GIVEN PASSAGE ::

Anything merged into the branch bramble will be automatically deployed to staging. To deploy to production, push changes to the production branch.

The Basics

Filing a bug

Check the Troubleshooting Page for common issues with installing & launching Brackets, using Live Preview, etc.

For bugs be sure to search existing issues first. Include steps to consistently reproduce the problem, actual vs. expected results, and your OS and Brackets version number. Disable all extensions to verify the issue is a core Brackets bug. Read more guidelines for filing good bugs...

For feature requests please first check our feature backlog to see if it's already there. You can upvote features you'd like to see.

Submitting a pull request

Before you start coding, post to the brackets-dev Google group or the #brackets IRC channel on freenode about what you're thinking of working on, so you can get early feedback. We don't want you to do tons of work and then have to rewrite half of it!

STATED TASK A :: In the Brackets contribution guidelines, where is anything merged into the bramble branch automatically deployed?
STATED TASK B :: Extend the Brackets contribution guidelines past their final sentence, carrying on the advice about submitting a pull request.

DATA ENTRIES ::
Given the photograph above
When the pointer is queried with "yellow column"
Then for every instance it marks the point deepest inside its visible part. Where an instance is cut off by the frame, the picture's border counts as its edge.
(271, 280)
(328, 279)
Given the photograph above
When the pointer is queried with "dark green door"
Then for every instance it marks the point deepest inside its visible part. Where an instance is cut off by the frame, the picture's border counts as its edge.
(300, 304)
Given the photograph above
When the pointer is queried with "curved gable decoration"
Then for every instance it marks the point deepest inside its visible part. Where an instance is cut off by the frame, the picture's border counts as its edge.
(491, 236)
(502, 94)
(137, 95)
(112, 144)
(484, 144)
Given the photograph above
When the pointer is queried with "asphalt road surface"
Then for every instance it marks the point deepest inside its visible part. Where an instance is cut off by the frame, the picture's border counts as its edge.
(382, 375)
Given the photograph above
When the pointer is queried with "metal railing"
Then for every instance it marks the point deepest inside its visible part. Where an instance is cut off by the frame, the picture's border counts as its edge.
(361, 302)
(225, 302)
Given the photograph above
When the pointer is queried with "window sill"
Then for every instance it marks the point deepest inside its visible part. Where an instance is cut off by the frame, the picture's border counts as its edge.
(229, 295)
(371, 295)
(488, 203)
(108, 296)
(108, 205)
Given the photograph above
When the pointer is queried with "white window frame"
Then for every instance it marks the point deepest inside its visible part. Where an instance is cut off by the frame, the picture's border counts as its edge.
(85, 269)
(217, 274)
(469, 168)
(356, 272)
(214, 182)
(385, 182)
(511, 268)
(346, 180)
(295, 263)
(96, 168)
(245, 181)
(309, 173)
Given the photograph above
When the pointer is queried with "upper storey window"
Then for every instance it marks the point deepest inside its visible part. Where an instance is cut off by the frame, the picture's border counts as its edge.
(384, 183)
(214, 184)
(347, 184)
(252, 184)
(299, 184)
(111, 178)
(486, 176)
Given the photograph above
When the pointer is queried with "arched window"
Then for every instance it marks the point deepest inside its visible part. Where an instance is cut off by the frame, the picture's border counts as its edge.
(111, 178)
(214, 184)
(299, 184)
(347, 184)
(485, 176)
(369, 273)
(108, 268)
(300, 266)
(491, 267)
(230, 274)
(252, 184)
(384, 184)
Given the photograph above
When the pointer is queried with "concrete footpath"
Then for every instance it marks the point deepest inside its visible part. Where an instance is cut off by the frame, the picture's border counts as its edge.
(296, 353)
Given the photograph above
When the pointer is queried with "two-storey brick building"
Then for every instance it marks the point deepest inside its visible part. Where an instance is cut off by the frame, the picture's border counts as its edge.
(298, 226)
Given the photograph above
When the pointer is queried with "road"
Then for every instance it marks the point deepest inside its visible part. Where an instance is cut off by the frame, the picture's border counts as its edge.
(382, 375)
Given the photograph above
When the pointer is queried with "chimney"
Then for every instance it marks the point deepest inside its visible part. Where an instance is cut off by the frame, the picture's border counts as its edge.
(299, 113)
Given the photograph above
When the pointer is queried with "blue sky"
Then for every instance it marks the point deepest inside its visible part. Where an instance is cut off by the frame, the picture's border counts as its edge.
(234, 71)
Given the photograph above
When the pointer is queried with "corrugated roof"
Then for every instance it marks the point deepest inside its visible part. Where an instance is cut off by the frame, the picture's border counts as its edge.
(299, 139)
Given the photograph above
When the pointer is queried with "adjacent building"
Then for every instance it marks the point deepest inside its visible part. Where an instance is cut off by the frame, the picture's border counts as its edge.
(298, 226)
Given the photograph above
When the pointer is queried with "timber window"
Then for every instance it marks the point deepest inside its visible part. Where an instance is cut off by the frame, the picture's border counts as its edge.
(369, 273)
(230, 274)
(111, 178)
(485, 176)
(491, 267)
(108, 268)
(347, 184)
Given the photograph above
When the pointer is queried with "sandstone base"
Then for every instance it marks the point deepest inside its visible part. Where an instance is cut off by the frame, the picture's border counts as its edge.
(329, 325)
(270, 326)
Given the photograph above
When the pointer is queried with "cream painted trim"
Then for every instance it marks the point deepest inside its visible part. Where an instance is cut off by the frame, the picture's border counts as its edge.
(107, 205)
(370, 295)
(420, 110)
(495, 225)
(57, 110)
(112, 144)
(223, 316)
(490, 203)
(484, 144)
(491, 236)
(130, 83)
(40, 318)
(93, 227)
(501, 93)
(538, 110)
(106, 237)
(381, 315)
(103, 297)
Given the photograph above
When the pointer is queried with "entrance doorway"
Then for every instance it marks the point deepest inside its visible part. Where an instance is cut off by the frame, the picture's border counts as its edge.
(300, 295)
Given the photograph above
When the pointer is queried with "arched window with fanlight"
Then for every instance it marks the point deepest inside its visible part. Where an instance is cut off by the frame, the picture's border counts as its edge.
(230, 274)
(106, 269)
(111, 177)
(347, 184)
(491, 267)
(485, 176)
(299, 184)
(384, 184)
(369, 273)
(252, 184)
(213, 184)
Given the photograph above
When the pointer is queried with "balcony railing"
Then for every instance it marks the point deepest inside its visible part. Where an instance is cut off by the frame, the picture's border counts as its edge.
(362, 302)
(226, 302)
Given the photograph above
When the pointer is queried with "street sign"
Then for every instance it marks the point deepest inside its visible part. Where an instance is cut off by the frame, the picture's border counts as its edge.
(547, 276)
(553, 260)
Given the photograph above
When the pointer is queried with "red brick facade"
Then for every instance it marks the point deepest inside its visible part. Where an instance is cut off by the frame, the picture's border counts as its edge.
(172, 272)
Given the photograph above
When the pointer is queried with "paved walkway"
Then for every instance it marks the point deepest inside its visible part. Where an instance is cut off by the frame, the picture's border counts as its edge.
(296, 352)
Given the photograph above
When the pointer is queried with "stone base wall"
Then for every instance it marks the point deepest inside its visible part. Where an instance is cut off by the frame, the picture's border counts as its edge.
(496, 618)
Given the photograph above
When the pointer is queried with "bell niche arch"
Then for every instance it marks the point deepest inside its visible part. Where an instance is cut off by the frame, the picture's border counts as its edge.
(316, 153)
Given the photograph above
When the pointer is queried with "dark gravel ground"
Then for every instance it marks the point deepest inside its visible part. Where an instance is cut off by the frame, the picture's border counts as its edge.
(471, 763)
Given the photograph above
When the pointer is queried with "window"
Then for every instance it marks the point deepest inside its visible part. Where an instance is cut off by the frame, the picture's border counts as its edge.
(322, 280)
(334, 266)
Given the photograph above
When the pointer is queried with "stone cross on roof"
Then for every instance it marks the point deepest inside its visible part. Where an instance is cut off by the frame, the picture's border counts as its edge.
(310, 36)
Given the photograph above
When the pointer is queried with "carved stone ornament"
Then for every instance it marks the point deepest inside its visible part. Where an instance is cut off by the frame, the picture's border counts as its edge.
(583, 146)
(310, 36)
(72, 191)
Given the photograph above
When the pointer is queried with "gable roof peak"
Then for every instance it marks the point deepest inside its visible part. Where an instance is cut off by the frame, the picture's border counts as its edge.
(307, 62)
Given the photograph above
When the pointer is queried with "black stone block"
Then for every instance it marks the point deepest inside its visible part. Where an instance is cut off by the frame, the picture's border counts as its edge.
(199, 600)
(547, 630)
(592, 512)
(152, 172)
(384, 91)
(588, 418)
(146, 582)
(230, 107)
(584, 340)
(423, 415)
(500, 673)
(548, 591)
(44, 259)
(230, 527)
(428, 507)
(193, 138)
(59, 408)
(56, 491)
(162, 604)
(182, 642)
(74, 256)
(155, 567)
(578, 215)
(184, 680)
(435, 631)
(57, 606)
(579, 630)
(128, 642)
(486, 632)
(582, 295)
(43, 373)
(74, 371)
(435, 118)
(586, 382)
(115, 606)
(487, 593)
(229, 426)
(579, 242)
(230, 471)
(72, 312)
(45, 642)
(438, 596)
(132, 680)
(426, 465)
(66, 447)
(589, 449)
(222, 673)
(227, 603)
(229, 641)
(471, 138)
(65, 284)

ANSWER A :: To staging.

ANSWER B ::
For more on what's expected in a good pull request, see Contributing Code below.

Ways to Contribute

There are many ways you can contribute to the Brackets project:

Where Do I Start?

To start editing the Brackets code, read How to Hack on Brackets. To create your first Brackets extension, check out How to Write Extensions.

Here are some ideas:

  • Starter bugs can provide a good intro to the Brackets code.
  • Extension ideas are feature requests that we think would be best implemented as an add-on; it's up to the Brackets community to write them!
  • Starter features are a bit larger in scope. Be sure to discuss these in the newsgroup before starting. (To see starter features, click Filter Cards on the right and then click the green "Starter Feature" label).

Once you're ready to start coding, see the next section, Contributing Code.

I'm new to JavaScript. How can I contribute to Brackets? Brackets is a lot more complicated than the average website that uses JS. Better to start on some JS tutorials (like Codecademy's or MDN's) and contribute in some of the other ways listed above. Testing is a great way to start thinking like a programmer before you've learned to code!

Contributing Code

To get started editing the Brackets code, read How to Hack on Brackets.

Before submitting any pull request, please make sure to:

  1. Discuss any major changes or questions beforehand in the brackets-dev newsgroup.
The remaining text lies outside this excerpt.